§ What to produce: Give back all the data exactly as it was written.
☆ ☆ ☆ ☆ ☆
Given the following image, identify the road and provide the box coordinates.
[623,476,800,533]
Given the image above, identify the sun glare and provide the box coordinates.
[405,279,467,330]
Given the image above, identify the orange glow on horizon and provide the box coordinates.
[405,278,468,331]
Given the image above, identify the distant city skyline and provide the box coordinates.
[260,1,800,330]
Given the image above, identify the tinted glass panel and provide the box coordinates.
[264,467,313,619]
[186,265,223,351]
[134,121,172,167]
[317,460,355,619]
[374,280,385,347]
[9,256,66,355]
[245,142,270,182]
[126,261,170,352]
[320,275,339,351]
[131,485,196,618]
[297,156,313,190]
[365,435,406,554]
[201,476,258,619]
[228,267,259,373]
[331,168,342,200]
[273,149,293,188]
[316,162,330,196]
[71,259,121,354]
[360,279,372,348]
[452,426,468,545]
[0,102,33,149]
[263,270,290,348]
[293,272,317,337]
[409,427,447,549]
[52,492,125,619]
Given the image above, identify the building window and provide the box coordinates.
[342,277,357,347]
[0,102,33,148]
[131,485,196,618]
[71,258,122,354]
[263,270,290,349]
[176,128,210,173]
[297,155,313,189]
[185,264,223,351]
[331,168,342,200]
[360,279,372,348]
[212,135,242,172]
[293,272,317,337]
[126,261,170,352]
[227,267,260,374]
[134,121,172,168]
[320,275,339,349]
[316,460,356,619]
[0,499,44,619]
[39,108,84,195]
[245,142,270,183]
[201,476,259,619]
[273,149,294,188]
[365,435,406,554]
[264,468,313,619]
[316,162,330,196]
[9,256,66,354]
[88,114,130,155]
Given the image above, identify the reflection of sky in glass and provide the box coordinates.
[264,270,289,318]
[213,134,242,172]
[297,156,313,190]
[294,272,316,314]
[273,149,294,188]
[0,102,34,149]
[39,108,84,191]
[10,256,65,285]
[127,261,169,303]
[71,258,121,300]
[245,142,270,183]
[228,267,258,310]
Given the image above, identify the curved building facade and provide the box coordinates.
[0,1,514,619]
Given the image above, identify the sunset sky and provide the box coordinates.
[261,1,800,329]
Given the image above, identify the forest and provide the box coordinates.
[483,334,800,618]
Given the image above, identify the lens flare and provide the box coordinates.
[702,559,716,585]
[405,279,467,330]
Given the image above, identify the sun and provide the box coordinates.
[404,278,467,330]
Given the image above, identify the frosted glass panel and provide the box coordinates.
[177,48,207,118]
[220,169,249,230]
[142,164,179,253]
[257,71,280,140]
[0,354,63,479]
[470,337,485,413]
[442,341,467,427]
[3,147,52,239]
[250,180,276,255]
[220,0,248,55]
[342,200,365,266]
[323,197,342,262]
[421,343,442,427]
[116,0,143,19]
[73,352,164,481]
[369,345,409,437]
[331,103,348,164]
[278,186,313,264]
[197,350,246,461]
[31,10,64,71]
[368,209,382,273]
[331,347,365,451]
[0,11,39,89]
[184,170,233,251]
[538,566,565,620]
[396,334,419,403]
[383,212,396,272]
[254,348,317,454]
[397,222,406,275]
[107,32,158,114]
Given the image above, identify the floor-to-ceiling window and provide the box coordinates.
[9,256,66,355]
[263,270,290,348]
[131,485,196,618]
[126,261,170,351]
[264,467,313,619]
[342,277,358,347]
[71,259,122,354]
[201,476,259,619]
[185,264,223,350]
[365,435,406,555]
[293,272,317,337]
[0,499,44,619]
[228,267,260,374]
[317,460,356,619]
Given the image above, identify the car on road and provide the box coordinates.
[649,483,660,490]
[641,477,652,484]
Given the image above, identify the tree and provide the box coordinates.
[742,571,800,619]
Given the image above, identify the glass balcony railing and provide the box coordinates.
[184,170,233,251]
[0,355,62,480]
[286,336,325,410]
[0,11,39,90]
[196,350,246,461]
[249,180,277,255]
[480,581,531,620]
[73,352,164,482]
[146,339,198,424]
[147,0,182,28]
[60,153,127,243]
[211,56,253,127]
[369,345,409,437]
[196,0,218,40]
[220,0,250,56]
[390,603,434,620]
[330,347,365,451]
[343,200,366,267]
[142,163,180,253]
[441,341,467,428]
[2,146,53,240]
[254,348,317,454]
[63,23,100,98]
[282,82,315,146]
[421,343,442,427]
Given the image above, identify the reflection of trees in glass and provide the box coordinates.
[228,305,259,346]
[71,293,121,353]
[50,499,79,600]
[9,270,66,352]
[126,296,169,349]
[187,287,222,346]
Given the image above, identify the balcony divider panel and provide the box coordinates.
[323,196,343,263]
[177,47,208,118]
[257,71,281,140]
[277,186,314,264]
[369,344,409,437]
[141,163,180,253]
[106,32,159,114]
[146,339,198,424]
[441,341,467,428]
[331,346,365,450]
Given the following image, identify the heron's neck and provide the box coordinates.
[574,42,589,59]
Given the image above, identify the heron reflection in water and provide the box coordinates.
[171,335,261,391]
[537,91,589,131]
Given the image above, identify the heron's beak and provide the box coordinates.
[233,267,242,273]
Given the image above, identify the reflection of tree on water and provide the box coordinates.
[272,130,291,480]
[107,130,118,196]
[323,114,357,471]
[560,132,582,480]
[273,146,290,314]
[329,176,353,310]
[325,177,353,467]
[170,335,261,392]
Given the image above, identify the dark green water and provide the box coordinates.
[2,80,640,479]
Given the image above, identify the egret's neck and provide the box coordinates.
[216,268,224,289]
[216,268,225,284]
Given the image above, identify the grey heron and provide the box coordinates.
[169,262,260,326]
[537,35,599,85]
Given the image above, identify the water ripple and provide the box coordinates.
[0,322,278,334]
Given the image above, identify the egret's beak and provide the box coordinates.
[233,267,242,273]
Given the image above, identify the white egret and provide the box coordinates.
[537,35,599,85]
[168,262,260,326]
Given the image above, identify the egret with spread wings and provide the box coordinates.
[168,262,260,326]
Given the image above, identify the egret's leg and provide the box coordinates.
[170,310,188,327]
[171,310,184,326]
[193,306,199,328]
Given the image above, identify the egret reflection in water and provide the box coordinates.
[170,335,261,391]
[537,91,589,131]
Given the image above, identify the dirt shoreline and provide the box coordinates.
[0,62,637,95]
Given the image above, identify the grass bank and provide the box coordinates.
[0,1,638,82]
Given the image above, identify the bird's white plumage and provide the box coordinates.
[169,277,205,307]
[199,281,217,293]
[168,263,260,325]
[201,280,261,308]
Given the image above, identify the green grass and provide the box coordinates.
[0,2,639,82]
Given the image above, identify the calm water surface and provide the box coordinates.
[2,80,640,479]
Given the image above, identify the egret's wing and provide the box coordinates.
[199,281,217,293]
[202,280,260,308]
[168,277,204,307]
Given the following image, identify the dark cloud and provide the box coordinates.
☆ ☆ ☆ ☆ ☆
§ Response to this exercise:
Given the following image, identify the road and provide the box coordinates.
[623,476,800,533]
Given the image above, identify the sun glare and provide the box coordinates.
[405,279,467,330]
Given the image above, identify the orange glow on horizon and provide the box coordinates.
[405,278,468,331]
Given the image above, identify the distant city skyline and provide the box coordinates.
[260,1,800,330]
Given the image above, identify the tinted glass panel and provide the box coordinates.
[264,467,313,619]
[186,265,223,351]
[134,121,172,167]
[317,460,355,619]
[374,280,385,347]
[9,256,66,355]
[245,142,270,182]
[126,261,170,352]
[320,275,339,351]
[131,485,196,618]
[297,156,313,190]
[365,435,406,554]
[201,476,258,619]
[228,267,259,373]
[331,168,342,200]
[273,149,293,188]
[316,162,330,196]
[71,259,121,354]
[360,279,372,348]
[452,426,468,545]
[0,102,33,149]
[263,270,290,348]
[293,272,317,337]
[409,427,447,549]
[52,492,125,619]
Given the image above, identify the building window and provide the box coordinates.
[342,277,357,347]
[0,102,33,148]
[131,485,196,618]
[71,258,122,354]
[263,270,290,349]
[176,128,210,173]
[297,155,313,189]
[185,264,223,351]
[331,168,342,200]
[360,279,372,348]
[212,135,242,172]
[293,272,317,337]
[126,261,170,352]
[227,267,260,374]
[134,121,172,168]
[320,275,339,349]
[316,460,356,619]
[0,499,44,619]
[39,108,84,195]
[245,142,270,183]
[201,476,259,619]
[273,149,294,188]
[365,435,406,554]
[264,468,313,619]
[316,162,330,196]
[9,256,66,354]
[88,114,130,155]
Given the image above, identify the reflection of sky in glass and provide the box coordinates.
[264,270,289,318]
[213,134,242,172]
[297,156,313,190]
[294,272,316,314]
[273,149,294,188]
[0,102,34,149]
[39,108,84,191]
[10,256,65,285]
[127,261,169,303]
[71,258,121,300]
[245,142,270,183]
[228,267,258,310]
Given the image above, identify the curved building facade and provide the box coordinates.
[0,1,514,619]
Given the image above, identify the sunset sky and provide the box coordinates.
[261,1,800,329]
Given the image above, identify the forest and provide the box coordinates.
[483,334,800,618]
Given the image above, identify the lens flare and provide the box coordinates.
[702,559,716,585]
[405,279,467,330]
Given the image above, identify the sun and provide the box coordinates.
[404,278,467,330]
Given the image above, identify the frosted glass panel and provide the box coordinates.
[177,48,207,118]
[220,169,249,230]
[142,164,179,253]
[257,71,280,140]
[0,354,63,479]
[470,337,485,413]
[442,341,467,427]
[3,147,52,239]
[250,180,276,255]
[220,0,248,55]
[342,200,365,266]
[323,197,342,262]
[421,343,442,427]
[116,0,143,19]
[73,352,164,481]
[369,345,409,437]
[331,103,348,164]
[278,186,313,264]
[197,350,246,461]
[31,10,64,71]
[368,209,382,273]
[331,347,365,451]
[0,11,39,89]
[184,170,233,251]
[538,566,565,620]
[396,334,419,403]
[383,212,396,272]
[254,348,317,454]
[397,222,406,275]
[107,32,158,114]
Given the image above, identify the floor-to-ceiling window and provide the box coordinates.
[9,256,66,355]
[263,270,290,348]
[131,485,196,618]
[126,261,170,351]
[264,467,313,619]
[342,277,358,347]
[71,259,122,354]
[201,476,259,619]
[185,264,223,350]
[365,435,406,555]
[293,272,317,337]
[0,499,44,619]
[228,267,260,374]
[317,460,356,619]
Given the image above, identify the car on road and provide the box coordinates.
[649,483,660,490]
[641,477,652,484]
Given the image above, identify the tree and provide the box coordinates.
[742,571,800,619]
Given the image above, identify the glass balcony railing and provide the box coordinates.
[184,170,233,251]
[0,355,62,480]
[286,336,325,410]
[0,11,39,90]
[196,350,246,461]
[249,180,277,255]
[480,581,531,620]
[73,352,164,482]
[146,339,198,424]
[147,0,182,28]
[60,153,127,243]
[211,56,253,127]
[369,345,409,437]
[196,0,218,40]
[220,0,250,56]
[390,603,434,620]
[330,347,365,451]
[343,200,366,267]
[142,163,180,253]
[441,341,467,428]
[2,146,53,240]
[254,348,317,454]
[63,23,100,98]
[282,82,315,146]
[421,343,442,427]
Given the image above, identify the reflection of trees in glass and provide the box coordinates.
[228,305,259,346]
[71,293,121,353]
[50,499,79,600]
[9,270,66,352]
[126,296,169,349]
[187,287,222,346]
Given the image above, identify the balcony divider panel and provide the box coordinates.
[323,196,343,263]
[177,47,208,118]
[257,71,281,140]
[277,186,314,264]
[369,344,409,437]
[141,163,180,253]
[106,32,159,114]
[146,339,198,424]
[441,341,467,428]
[331,346,365,450]
Given the following image, identify the heron's neck and provide the box coordinates.
[574,42,589,59]
Given the image above, identify the heron reflection in water and provide the box coordinates.
[171,335,261,391]
[537,91,589,131]
Given the image above, identify the heron's beak and provide the box coordinates.
[233,267,242,273]
Given the image above, identify the reflection of tree on water and provide the box coordinates.
[272,130,291,480]
[107,130,118,196]
[323,114,357,471]
[560,132,582,480]
[273,146,290,314]
[329,176,353,310]
[325,177,353,467]
[170,335,261,392]
Given the image above, identify the dark green water and provide the box coordinates.
[2,80,640,479]
Given the image above, identify the egret's neck and provide the box coordinates.
[216,268,224,289]
[216,268,225,284]
Given the image above, identify the grey heron and provide the box coordinates.
[169,262,260,326]
[537,35,599,85]
Given the image above, identify the water ripple and provide the box coordinates.
[0,322,278,334]
Given the image above, identify the egret's beak and provide the box coordinates.
[233,267,242,273]
Given the image above, identify the white egret and provide the box coordinates.
[537,35,599,85]
[168,262,260,326]
Given the image above, identify the egret with spread wings and provide the box coordinates.
[168,262,260,326]
Given the image above, identify the egret's leg and provide the box coordinates.
[170,310,188,327]
[171,310,184,326]
[193,306,199,328]
Given the image above, identify the egret reflection in water and provide the box coordinates.
[170,335,261,391]
[537,91,589,131]
Given the image above, identify the dirt shoreline and provide the box coordinates.
[0,62,637,95]
Given the image above, identify the grass bank and provide the box coordinates.
[0,1,638,82]
Given the image above, identify the bird's white plumage and provide the box coordinates.
[169,277,205,307]
[199,281,217,293]
[168,263,260,325]
[201,280,261,308]
Given the image above, identify the green grass and provide the box coordinates.
[0,2,639,82]
Given the image above, identify the calm water surface and provide the box coordinates.
[2,80,640,479]
Given the image above, identify the egret's wing and provide the box coordinates.
[199,281,217,293]
[202,280,260,308]
[168,277,204,307]
Given the following image, identify the dark cloud and provide the box coordinates.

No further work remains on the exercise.